● **Aufgabe**:
Führe den Text über Nahles und Frauen in der Politik nach seinem letzten Satz weiter.

● **Ausgangstext**:
★ ★ ★ ★

Bei Frauen werde sogar noch die Qualifikation angezweifelt, wenn sie bereits sehr erfolgreich im Leben stünden, sagte Nahles. Sie kenne "nichts Vergleichbares bei Männern". Bei Frauen stehe auch viel zu oft das Aussehen im Vordergrund. "Angenehm ist das nicht, aber ich habe da ein dickes Fell, sonst könnte ich den Job nicht machen."
"Da müssen wir Frauen besser werden"
In der Politik beobachtet die neue Fraktionschefin der Sozialdemokraten nach wie vor, dass Männer eine Art Kartell bildeten. "Immer, wenn ich es in ein Gremium geschafft hatte, stellte ich fest: Es gibt noch ein höheres, informelles Gremium, in dem die Männer die Entscheidungen unter sich treffen."
Mit einer Frau an der Spitze der Fraktion sei dieses Muster nun durchbrochen. Frauen rät Nahles, sich besser zu vernetzen: "Das beherrschen Männer hervorragend. Bei ihnen funktionieren die 'Lobe-Kartelle': Wenn einer von ihnen etwas tut, preisen ihn die anderen sozusagen automatisch. Da müssen wir Frauen besser werden." Nahles kündigte an, Führungspositionen in der SPD-Fraktion gleichberechtigt mit Männern und Frauen besetzen zu wollen.

★ ★ ★ ★

● **Vorliegende Daten**:
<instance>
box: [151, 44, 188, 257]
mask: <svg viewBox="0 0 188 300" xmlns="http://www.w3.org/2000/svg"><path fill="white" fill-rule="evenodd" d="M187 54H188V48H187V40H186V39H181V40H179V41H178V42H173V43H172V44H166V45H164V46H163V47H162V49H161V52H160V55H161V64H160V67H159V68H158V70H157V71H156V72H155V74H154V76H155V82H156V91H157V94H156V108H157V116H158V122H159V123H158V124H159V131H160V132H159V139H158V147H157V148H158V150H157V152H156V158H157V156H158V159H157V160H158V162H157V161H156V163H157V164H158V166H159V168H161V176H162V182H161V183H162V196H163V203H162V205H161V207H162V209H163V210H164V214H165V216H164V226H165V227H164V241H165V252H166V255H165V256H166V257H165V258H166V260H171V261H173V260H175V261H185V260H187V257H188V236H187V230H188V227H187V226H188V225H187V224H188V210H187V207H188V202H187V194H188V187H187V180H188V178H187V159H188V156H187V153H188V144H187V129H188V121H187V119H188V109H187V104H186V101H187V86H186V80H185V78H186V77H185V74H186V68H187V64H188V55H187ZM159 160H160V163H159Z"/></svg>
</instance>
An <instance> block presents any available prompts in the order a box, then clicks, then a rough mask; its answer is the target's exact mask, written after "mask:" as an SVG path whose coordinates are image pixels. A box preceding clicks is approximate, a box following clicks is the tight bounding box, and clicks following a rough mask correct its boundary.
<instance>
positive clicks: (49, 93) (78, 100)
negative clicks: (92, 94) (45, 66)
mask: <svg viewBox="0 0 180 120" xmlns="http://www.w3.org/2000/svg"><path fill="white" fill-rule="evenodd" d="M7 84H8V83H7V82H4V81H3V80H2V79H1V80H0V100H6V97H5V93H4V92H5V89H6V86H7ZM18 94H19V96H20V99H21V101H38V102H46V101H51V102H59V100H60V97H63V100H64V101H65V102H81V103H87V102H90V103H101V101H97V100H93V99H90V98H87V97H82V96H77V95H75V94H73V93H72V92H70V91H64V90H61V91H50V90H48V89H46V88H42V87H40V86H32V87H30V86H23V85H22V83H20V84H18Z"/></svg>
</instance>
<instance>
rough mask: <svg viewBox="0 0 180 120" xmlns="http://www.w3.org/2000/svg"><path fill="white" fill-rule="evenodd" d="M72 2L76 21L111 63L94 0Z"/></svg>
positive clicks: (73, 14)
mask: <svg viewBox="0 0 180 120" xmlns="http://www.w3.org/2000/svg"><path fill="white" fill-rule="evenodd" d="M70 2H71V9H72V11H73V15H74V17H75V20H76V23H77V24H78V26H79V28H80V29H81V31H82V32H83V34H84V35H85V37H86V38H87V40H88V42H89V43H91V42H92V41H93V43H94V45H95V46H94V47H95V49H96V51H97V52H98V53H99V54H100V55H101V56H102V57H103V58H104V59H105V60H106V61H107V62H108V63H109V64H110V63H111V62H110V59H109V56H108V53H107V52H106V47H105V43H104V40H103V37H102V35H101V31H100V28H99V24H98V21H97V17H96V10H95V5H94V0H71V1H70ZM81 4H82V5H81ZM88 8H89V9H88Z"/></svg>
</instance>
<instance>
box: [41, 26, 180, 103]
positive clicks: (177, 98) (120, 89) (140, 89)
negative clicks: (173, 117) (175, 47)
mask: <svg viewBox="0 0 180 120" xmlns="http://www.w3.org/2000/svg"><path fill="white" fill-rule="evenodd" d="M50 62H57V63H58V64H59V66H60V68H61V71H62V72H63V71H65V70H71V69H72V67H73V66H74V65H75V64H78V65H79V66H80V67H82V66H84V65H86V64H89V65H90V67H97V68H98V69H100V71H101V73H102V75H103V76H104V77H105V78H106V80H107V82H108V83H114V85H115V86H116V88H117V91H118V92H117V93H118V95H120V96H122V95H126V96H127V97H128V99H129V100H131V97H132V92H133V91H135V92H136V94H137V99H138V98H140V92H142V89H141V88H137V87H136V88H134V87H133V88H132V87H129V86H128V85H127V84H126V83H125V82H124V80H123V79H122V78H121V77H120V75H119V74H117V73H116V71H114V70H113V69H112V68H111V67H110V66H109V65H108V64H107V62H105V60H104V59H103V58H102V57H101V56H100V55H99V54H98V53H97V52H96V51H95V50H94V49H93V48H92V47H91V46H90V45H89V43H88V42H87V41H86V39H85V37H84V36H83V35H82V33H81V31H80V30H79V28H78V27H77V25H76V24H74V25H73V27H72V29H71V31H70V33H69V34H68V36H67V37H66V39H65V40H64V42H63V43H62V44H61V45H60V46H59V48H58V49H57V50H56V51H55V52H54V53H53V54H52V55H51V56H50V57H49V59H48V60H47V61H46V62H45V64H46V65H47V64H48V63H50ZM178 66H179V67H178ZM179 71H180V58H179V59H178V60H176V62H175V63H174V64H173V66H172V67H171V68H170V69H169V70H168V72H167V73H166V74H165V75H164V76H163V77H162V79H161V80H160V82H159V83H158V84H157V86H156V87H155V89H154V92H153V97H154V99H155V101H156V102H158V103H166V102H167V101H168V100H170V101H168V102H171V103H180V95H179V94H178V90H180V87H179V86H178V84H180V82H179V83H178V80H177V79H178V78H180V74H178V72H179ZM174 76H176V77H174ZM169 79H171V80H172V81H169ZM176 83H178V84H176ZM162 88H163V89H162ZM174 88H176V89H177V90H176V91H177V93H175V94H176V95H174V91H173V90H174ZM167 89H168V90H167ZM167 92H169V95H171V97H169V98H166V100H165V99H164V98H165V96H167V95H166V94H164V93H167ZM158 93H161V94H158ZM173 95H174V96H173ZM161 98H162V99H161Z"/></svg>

★ ★ ★ ★

● **Antwort**:
"Das Projekt der Frauenförderung ist noch lange nicht abgeschlossen, nur weil es jetzt eine Fraktionsvorsitzende gibt", sagte sie. Im Vergleich zu ihren männlichen Vorgängern seien ihr Teamarbeit sowie die Vereinbarkeit von Familie und Beruf wichtig. "Als alleinerziehende Mutter weiß ich, wie schwer das ist." Nahles ist Mutter einer sechsjährigen Tochter.
Barley beklagt mangelnden Fortschritt
Auch Familienministerin Katarina Barley hat sich zur aktuellen Sexismus-Debatte geäußert. "Sexismus ist Alltag, in der einen Branche mehr als in der anderen. Deshalb ist die Debatte, die durch #MeToo ausgelöst wurde, immens wichtig", sagte die SPD-Politikerin den Zeitungen der Funke Mediengruppe. Andererseits finde sie es auch frustrierend, "weil wir das Thema Sexismus immer wieder diskutieren und sich nicht viel ändert."
Unter dem Hashtag #MeToo berichten Frauen in aller Welt seit Tagen in den sozialen Medien über Erfahrungen mit Chauvinismus, Sexismus und sexualisierter Gewalt. Barley forderte härtere Gesetze: "Was körperliche Übergriffe angeht, wie Hand aufs Knie legen, sollten wir juristisch schärfer werden", sagte sie. Außerdem beklagte sie, dass ein von der SPD geplantes Gesetz gegen sexistische Werbung keine Mehrheit gefunden habe.
Die Ministerin betonte, bei Sexismus gehe es nicht ums Flirten, sondern immer um Macht. Daher müsse sich das "Machtgefälle zwischen den Geschlechtern" in Deutschland ändern. "Das hat auch etwas mit fehlender Lohngerechtigkeit zu tun, mit dem Frauenanteil in den Parlamenten, mit einem Frauenanteil in Führungspositionen in Unternehmen."